- **Task brief**: In the essay on group bicycle rides, roughly how long was the first organized ride the writer chose in Portland?

- **Passage shown**:
───

By John G. Rodwan, Jr.

During the years I lived away from Detroit, group bicycle rides became a popular pastime in my hometown. When I moved back, I gave such outings numerous tries and learned one thing about biking with a lot of other people: I prefer not to.

I stopped riding bicycles around the time I got my driver’s license and didn’t pedal again for a couple of decades. When I returned to cycling, mainly for exercise, I rode alone. Living near a large park that closed its circular road to vehicular traffic on weekends, I regularly went riding on Saturday and Sunday mornings, gradually going more and more laps. During this period in Brooklyn, I mostly rode only in the park and in my neighborhood. When I moved to Portland, Oregon, my riding habits changed. I rode all over town, exploring my new city. I installed a rack on the back of my bike and bought a pair of panniers, which I would use to carry purchases from grocery stores or farmers’ markets. I took my bike out much more frequently than I had in New York. Even if I bicycled for exercise as well as to run errands (and just for fun), I still usually rode alone.

Credit: Jesper Rautell Balle, via Wikimedia Commons

Biking masses at the Five Boro Bike Tour, New York [credit: Jesper Rautell Balle, via Wikimedia Commons]

While in Portland, I went on my first group ride. I had noticed advertisements for numerous organized rides, of various distances, usually with registration fees to raise funds for various causes, and thought I would give one a try. At the time, I had neither a regular route of known distance (as I had in Brooklyn) nor a device for measuring how far or fast I went (as I later acquired). Unsure how long I could confidently pedal, and equally uncertain about whether I’d enjoy this sort of excursion, I selected a relatively short ride (about 20 miles) that I knew wouldn’t take all day. On the designated morning, I biked by myself across a bridge over the Willamette River to the starting point (a brewpub). As a recent transplant, I didn’t know anyone else on the ride, but it appeared most others did; groups of friends rode together. Although hundreds of people were simultaneously on the road, I still essentially rode alone. That was fine with me, but it did lead me to question why I should pay to do what I could do freely and on my own schedule.

Euclid bike lane s

Credit: William J. Rickman

After leaving Portland in 2011 and returning to the place where I first learned to ride a bike, I added still other ways of cycling to my routine – at least for a while. In Detroit, I discovered, a collective enthusiasm for bicycles had emerged unlike anything I remembered from my youth in the city. When I was a kid, my friends and I would ride together during the week and, for a few teenage years, go to the BMX racecourses and compete on the weekends, but I don’t recall seeing a lot of adults on bicycles. By the time I returned to Detroit, however, that had changed. While commuting to work or running errands by bike might not have become as common as it is in Portland, cycling for fun – especially as a social activity – was a phenomenon. Fundraisers and free weekly rides proliferated to the extent that in the summer at least one seemed to take place every day. The most conspicuous of these, Slow Roll, started just before I moved back to Detroit as a group of friends riding together, but within a few years had swelled to thousands of people cycling around town every Monday night from spring through autumn. After spending many years riding by myself and having only sampled the group-ride experience, I decided to try again. Some old friends joined in, and the rides seemed like a good way to reconnect with them, and with my hometown. I went on cycling-for-a-cause rides; I went on a regular ride that started and ended at a park not far from my house; I went on rides designed to explore certain parts of town; I did Slow Roll. But after a couple seasons I became disenchanted. Depending on what one wants out of bicycling, group rides can be either highly enjoyable or dismal affairs. I wanted to enjoy them (or I wouldn’t have joined them), but I found I usually did not.

───

(Object point labels)

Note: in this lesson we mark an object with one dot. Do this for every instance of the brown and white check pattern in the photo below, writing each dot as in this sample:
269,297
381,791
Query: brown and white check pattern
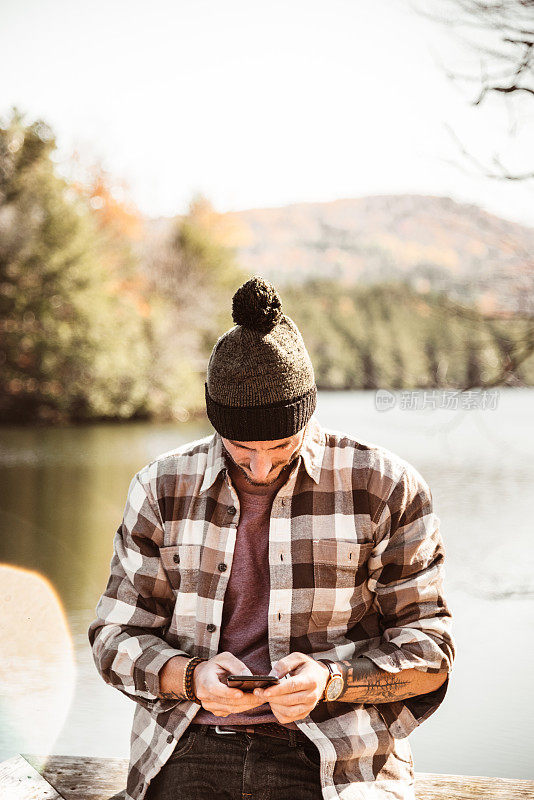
355,564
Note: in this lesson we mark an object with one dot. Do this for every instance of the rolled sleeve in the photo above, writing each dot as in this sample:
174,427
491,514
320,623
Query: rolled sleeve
136,607
406,576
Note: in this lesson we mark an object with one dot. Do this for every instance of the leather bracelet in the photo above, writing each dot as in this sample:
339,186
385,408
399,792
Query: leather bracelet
187,687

───

- **Correct result**: About 20 miles.